Поставленная задача: Обновите фрагмент статьи об отношении общества к труду, начиная со слов «Это противоречие между» и заканчивая словами «в качестве труда.». Замените в нем «первобытного строя» на «родового строя».

«В Японии до эпохи Токугавы самурай мог зарубить любого крестьянина, который только посмел бы взглянуть на него. Поэтому мы часто читаем в исторических хрониках, как несколько сотен рыцарей разгоняли тысячи восставших крестьян, которые были не способны организоваться и успешно воевать с ними», — рассказывает ведущий научный сотрудник Института истории им. Марджани АН РТ Искандер Измайлов. В нынешней статье автор «БИЗНЕС Online» рассказал, как менялось отношение общества к труду в разные эпохи, что символизировали длинные ногти, в какую эпоху женщин носили на руках и к чему привела отмена крепостного права в России.
Ведущий научный сотрудник Института истории им. Марджани АН РТ Искандер Измайлов
Владыкой мира будет труд
«Работа есть работа / Работа есть всегда / Хватило б только пота / На все мои года» (Булат Окуджава, «Шарманка-шарлатанка», 1960).
После слов «культура» и «народ» самым употребительным и многозначным может считаться слово «труд». Отношение общества к нему менялось от эпохи к эпохе. Среди древнеегипетских папирусов есть «Беседа писца с сыном о выборе работы». В ней писец, проработавший всю жизнь, скрепя пером по папирусу, наставляет своего сына. Наставления эти в виде стихов в прозе: «У меня растут года, / будет и семнадцать. / Где работать мне тогда, / Чем заниматься?»
Не скажу, что Владимир Маяковский списал свой стих «Кем быть?» с этого папируса, но по содержанию оба эти произведения парадоксально похожи. Только в конце вместо «Книгу переворошив, / намотай себе на ус — все работы хороши, / выбирай на вкус!» египетский отец, наставляя сына, писал, что нет ничего лучше и спокойнее работы писца: «Возлюби письмо больше, чем родную мать. И будет благодать над тобою! Ибо искусство письма превыше любого другого. Ничто не сравнится с ним на Земле». Далее он перечисляет все работы и указывает, что всякий труд тяжел, утомителен и не приносит ни удовольствия, ни пропитания. Но писец подчеркивает иное: «Смотри! Не увидишь ты никого, над кем не стояли бы управляющие. Лишь писец сам управляет другими… Нет другого занятия, подобного этому, которое ты мог бы избрать. Никто не прикажет писцу: „Трудись!"»
Это противоречие между отношением к труду основной части населения и элиты любых обществ, перешедших от первобытного строя к классовому, стало базовым для всех обществ, совершивших этот переход. Здесь надо сказать, что в более ранний период в традиционном обществе хоть и было некоторое разделение труда, но оно было обставлено традицией. Сам труд как таковой не осознавался и понимался как цепочка занятий, призванных придать устойчивость обществу, — охота, собирательство, изготовление орудий труда, воспитание детей и даже осуществление связи с духами. Все эти виды деятельности имели свои названия, но не осознавались в качестве труда.

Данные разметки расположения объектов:
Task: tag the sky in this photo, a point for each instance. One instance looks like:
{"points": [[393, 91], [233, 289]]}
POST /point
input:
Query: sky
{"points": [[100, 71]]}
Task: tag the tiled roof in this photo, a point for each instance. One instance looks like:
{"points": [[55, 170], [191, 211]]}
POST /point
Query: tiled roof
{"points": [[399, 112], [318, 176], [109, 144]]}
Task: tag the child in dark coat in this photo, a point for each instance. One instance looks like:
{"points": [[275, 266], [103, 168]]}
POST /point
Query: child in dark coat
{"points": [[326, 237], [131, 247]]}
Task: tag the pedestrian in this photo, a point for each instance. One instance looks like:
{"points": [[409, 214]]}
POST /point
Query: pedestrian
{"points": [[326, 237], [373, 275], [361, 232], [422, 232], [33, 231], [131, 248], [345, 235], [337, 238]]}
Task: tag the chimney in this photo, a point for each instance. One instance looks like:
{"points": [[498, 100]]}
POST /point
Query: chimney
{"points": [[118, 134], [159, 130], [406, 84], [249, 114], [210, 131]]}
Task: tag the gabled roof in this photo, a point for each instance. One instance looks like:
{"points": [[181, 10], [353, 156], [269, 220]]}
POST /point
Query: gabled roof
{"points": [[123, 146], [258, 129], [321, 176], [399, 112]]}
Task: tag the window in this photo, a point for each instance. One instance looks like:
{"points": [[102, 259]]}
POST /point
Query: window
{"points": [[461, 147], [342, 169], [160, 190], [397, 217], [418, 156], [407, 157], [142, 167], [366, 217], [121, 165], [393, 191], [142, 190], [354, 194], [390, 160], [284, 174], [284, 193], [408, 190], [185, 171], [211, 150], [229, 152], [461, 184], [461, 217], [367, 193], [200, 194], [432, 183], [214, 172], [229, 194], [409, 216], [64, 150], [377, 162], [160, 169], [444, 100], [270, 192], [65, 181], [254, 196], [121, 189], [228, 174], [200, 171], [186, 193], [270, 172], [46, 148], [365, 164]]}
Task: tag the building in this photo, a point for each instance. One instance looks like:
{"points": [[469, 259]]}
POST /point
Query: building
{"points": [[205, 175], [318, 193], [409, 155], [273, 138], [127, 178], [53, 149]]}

---

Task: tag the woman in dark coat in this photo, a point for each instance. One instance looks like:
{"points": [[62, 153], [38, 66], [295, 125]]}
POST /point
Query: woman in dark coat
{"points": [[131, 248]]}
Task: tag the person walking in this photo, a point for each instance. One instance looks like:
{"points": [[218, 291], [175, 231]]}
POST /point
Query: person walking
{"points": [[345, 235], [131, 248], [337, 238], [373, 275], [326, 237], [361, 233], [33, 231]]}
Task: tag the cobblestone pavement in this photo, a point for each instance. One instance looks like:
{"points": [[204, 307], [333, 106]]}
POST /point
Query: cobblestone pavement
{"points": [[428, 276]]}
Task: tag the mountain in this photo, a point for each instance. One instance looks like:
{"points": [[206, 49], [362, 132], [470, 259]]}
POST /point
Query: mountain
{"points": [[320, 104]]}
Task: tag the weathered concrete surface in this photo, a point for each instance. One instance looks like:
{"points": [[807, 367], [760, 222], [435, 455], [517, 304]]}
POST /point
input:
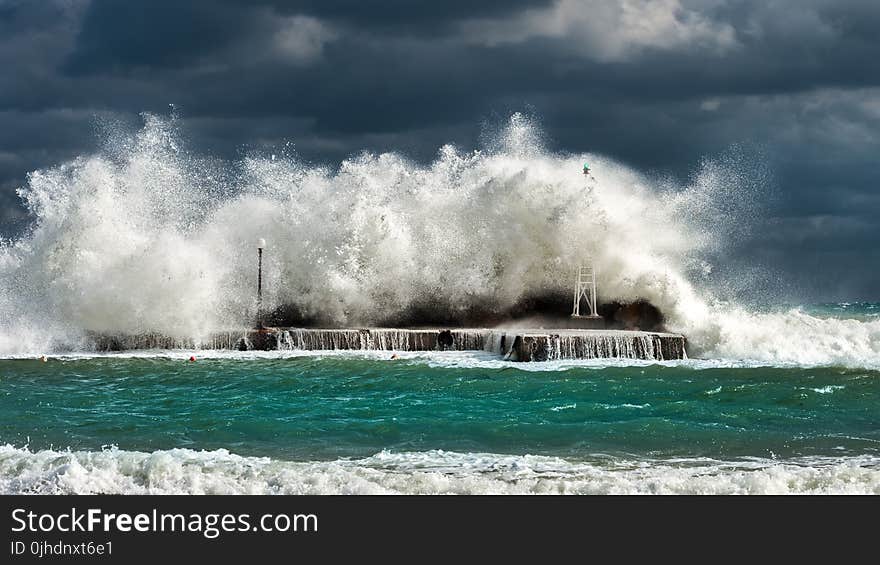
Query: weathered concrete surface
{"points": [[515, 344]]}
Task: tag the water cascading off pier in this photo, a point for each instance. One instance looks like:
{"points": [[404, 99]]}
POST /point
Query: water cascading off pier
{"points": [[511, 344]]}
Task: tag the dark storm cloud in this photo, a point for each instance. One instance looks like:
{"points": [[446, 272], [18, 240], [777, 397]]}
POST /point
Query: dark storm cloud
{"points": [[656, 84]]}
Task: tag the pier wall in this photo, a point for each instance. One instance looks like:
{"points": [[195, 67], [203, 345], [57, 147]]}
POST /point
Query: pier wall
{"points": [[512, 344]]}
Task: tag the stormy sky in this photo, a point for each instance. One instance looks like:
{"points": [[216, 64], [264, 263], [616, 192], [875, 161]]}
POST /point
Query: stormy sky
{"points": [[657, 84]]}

Письменный ответ:
Это противоречие между отношением к труду основной части населения и элиты любых обществ, перешедших от родового строя к классовому, стало базовым для всех обществ, совершивших этот переход. Здесь надо сказать, что в более ранний период в традиционном обществе хоть и было некоторое разделение труда, но оно было обставлено традицией. Сам труд как таковой не осознавался и понимался как цепочка занятий, призванных придать устойчивость обществу, — охота, собирательство, изготовление орудий труда, воспитание детей и даже осуществление связи с духами. Все эти виды деятельности имели свои названия, но не осознавались в качестве труда.